Da ich plane, noch am selben Nachmittag den Park über den westwärts orientierten Pass zu verlassen, nehme ich den Park&Ride Service gerne an und lasse mich kutschieren. Nach all den Wochen auf dem Rad ist das schon etwas eigenartig. Besonders ärgerlich ist die Tatsache, nicht einfach dort anhalten zu können wo die guten Motive lauern, sondern entweder durch die Scheibe oder in der Nähe der Haltestellen fotografieren zu müssen. Aufgrund der relativ frühen Morgenstunde ist es im Canyon ohnehin noch ziemlich dunkel und kalt. Das beste Licht hat man hier wahrscheinlich am frühen Nachmittag.

Die Steilwände ragen oft senkrecht mehrere Hundert Meter aufwärts. Oben türmen sich dann eigentümliche Zacken wie Statuen oder Galeonsfiguren. Die Farbe der Felsen reicht von Rot über Grau bis Weiß und Gelb. Im Tal herscht eine üppige Vegetation entlang des "Virgin River" (einschließlich jeder Menge Damwild, dass seelenruhig an der Straße äst.). Nach drei Stunden im kühlen Canyon kehre ich zu meinem Fahrrad zurück, packe mein Gepäck und dabei fällt meine kleine Minzölflasche zu Boden und zerspringt in tausend Scherben.

Wenige Minuten später steigt ein älteres Paar aus einem der Shuttle-Busse und riecht interessiert und witternd in der Gegend rum. Schließlich fragen sie mich, ob ich das auch wahrnähme. So ein spezieller Geruch.

Irgendwann wird mir klar, was sie meinen. Meine Hände und Teile meiner Lebensmitteltüten haben mittlerweile alle diese gewisse "After Eight"-Fahne. Ich deute kurz auf die Flecken auf dem Pflaster und die notdürftig zusammengekehrten Scherben und meine: "No, I think you smell my broken Mint-Oil-Bottle. It's not a natural scent here.". (Nein, ich glaube sie riechen meine zerbrochene Minzölflasche. Der Geruch ist hier nicht heimisch.)

**Zielvorgabe**
Setze den Reisebericht über den Canyonbesuch im Anschluss an seinen letzten Satz fort. Das Material spielt hierfür keine Rolle.

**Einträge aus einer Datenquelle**
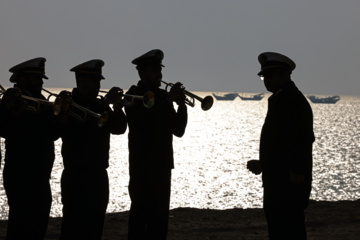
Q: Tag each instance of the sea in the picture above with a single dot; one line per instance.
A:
(210, 159)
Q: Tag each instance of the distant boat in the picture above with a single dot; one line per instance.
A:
(331, 99)
(256, 97)
(226, 97)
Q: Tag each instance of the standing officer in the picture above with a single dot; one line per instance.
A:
(85, 151)
(285, 150)
(29, 157)
(151, 159)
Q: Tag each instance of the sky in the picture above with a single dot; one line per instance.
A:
(209, 45)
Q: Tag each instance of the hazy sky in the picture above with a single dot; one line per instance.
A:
(209, 45)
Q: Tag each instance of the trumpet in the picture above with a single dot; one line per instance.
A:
(206, 103)
(148, 99)
(32, 104)
(77, 111)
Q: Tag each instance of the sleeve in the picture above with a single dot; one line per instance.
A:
(180, 121)
(293, 142)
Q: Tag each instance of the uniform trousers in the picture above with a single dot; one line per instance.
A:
(150, 201)
(284, 207)
(29, 198)
(85, 196)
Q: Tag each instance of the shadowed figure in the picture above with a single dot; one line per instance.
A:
(85, 152)
(151, 132)
(29, 157)
(285, 150)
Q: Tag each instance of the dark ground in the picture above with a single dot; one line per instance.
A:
(324, 220)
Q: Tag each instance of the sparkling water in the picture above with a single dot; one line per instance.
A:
(210, 159)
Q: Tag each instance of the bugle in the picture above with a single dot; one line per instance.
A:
(32, 104)
(206, 103)
(77, 111)
(148, 99)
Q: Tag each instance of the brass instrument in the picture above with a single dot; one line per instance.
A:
(77, 111)
(206, 103)
(148, 99)
(32, 104)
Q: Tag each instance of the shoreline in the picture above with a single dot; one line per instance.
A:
(324, 220)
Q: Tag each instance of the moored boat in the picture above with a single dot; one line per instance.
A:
(226, 97)
(331, 99)
(256, 97)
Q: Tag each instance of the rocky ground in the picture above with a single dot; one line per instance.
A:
(324, 220)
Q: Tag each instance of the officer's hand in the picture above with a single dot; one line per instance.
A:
(177, 94)
(114, 95)
(62, 102)
(11, 98)
(254, 166)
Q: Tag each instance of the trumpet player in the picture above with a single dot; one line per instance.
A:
(85, 152)
(29, 141)
(151, 160)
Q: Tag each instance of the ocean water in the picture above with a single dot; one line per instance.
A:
(210, 159)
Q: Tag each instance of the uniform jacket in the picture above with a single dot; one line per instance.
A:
(287, 136)
(85, 145)
(151, 130)
(29, 139)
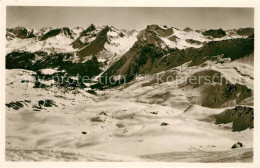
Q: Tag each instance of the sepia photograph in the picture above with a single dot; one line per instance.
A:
(129, 84)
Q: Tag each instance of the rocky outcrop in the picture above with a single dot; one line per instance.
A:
(241, 117)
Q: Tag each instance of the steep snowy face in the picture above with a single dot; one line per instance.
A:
(45, 39)
(19, 32)
(108, 44)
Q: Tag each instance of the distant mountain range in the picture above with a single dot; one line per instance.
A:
(108, 51)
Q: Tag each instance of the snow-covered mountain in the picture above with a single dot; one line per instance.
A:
(151, 116)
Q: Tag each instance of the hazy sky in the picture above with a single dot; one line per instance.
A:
(130, 18)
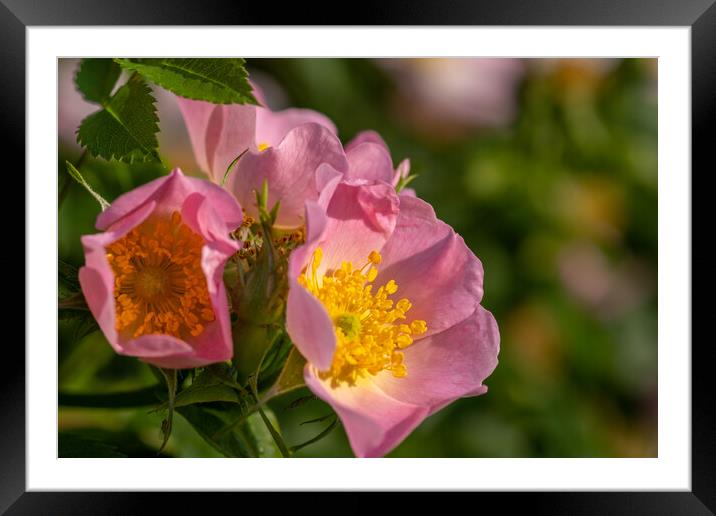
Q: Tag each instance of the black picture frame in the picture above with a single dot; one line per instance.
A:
(700, 15)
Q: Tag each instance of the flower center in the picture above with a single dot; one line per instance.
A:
(370, 327)
(159, 285)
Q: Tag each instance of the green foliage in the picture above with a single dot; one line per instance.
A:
(126, 128)
(73, 445)
(248, 439)
(96, 78)
(170, 377)
(221, 81)
(291, 376)
(75, 174)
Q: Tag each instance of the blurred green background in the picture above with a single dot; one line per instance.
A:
(547, 168)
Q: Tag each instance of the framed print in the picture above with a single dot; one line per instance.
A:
(418, 258)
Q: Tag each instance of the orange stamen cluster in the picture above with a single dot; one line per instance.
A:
(159, 286)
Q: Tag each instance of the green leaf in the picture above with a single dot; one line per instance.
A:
(126, 128)
(250, 439)
(320, 436)
(72, 171)
(67, 280)
(206, 388)
(139, 398)
(291, 376)
(96, 78)
(72, 445)
(170, 376)
(221, 81)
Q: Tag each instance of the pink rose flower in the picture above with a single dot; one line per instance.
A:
(153, 278)
(384, 303)
(284, 148)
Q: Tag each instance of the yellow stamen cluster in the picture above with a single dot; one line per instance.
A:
(159, 286)
(370, 327)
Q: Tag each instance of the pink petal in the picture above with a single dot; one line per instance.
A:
(375, 422)
(170, 191)
(309, 326)
(401, 171)
(360, 219)
(448, 365)
(432, 266)
(307, 322)
(230, 131)
(196, 115)
(369, 161)
(273, 126)
(218, 133)
(290, 170)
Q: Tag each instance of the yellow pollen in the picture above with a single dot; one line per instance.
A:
(370, 328)
(159, 285)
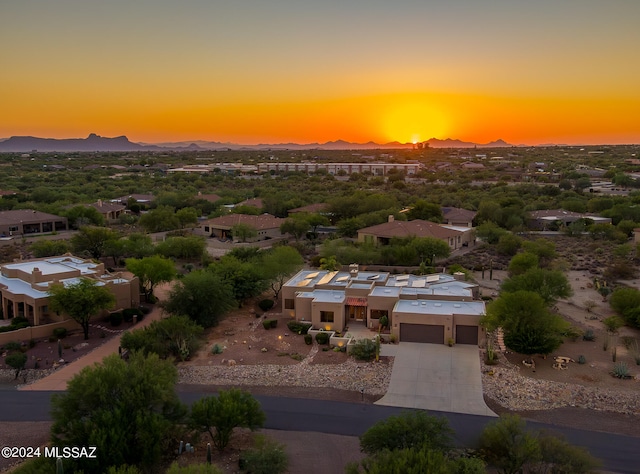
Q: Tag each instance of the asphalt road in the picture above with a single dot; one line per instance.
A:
(620, 454)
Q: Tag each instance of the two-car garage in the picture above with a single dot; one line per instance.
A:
(434, 333)
(438, 322)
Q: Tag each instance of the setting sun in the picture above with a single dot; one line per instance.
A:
(412, 120)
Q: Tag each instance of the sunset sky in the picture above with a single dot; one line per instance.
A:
(274, 71)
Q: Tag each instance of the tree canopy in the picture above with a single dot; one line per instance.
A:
(529, 327)
(80, 301)
(129, 410)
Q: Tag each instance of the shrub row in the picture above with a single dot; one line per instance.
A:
(297, 327)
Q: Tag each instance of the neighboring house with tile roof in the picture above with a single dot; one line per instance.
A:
(24, 285)
(381, 234)
(266, 225)
(28, 221)
(109, 210)
(558, 217)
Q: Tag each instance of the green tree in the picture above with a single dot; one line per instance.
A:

**Erwartete Antwort**
 

Zwei Tage später erreiche ich den "Bryce Canyon". Auch hier sind die Zeltplätze bereits vergeben und mangels eines Frühwarnsystems radle ich etwa 8 km wieder zurück, bevor ich wieder auf einem privaten Campsite unterkomme. Ich bin der einzige Zelter und stelle mich extra weit von den Wohnmobilen weg. Das sollte mir in der Nacht dann aber zum Verhängnis werden.

Etwa gegen 2 Uhr in der Nacht werden die Enten auf dem nahen Teich unruhig und ich höre dumpfe dunkle Laute. Es ist unverkennbar. Ein Bär geht um! Und das bei Temperaturen um den Gefrierpunkt. Ich packe meine Lebensmittel in einen Ortliebsack und lagere sie draußen an der Picknickbank in der Nähe meines Rades.Schließlich soll der Bär nicht auf die Idee kommen in mein Zelt einzusteigen.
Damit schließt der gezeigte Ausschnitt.